## PROBLEM REQUIREMENTS
Output these lines as a JSON list of strings, one string per line, with blank lines omitted.

(Source records)

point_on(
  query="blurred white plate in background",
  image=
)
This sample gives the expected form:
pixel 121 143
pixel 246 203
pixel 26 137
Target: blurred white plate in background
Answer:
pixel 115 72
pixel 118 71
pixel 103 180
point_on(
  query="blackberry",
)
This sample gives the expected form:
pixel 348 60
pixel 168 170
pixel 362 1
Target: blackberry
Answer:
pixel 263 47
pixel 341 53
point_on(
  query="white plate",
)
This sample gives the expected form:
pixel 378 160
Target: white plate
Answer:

## RESULT OF THIS TASK
[
  "point_on(",
  "  query=\"blurred white plate in background\",",
  "  image=",
  ")",
  "This sample gives the expected form:",
  "pixel 121 143",
  "pixel 246 203",
  "pixel 26 137",
  "Target: blurred white plate in background",
  "Answer:",
  "pixel 115 72",
  "pixel 118 71",
  "pixel 103 180",
  "point_on(",
  "  query=\"blackberry\",",
  ")",
  "This sample gives the expected form:",
  "pixel 348 60",
  "pixel 168 170",
  "pixel 362 1",
  "Target: blackberry",
  "Answer:",
  "pixel 263 47",
  "pixel 341 53",
  "point_on(",
  "  query=\"white plate\",",
  ")",
  "This sample gives the expected form:",
  "pixel 378 160",
  "Target: white plate",
  "Answer:"
]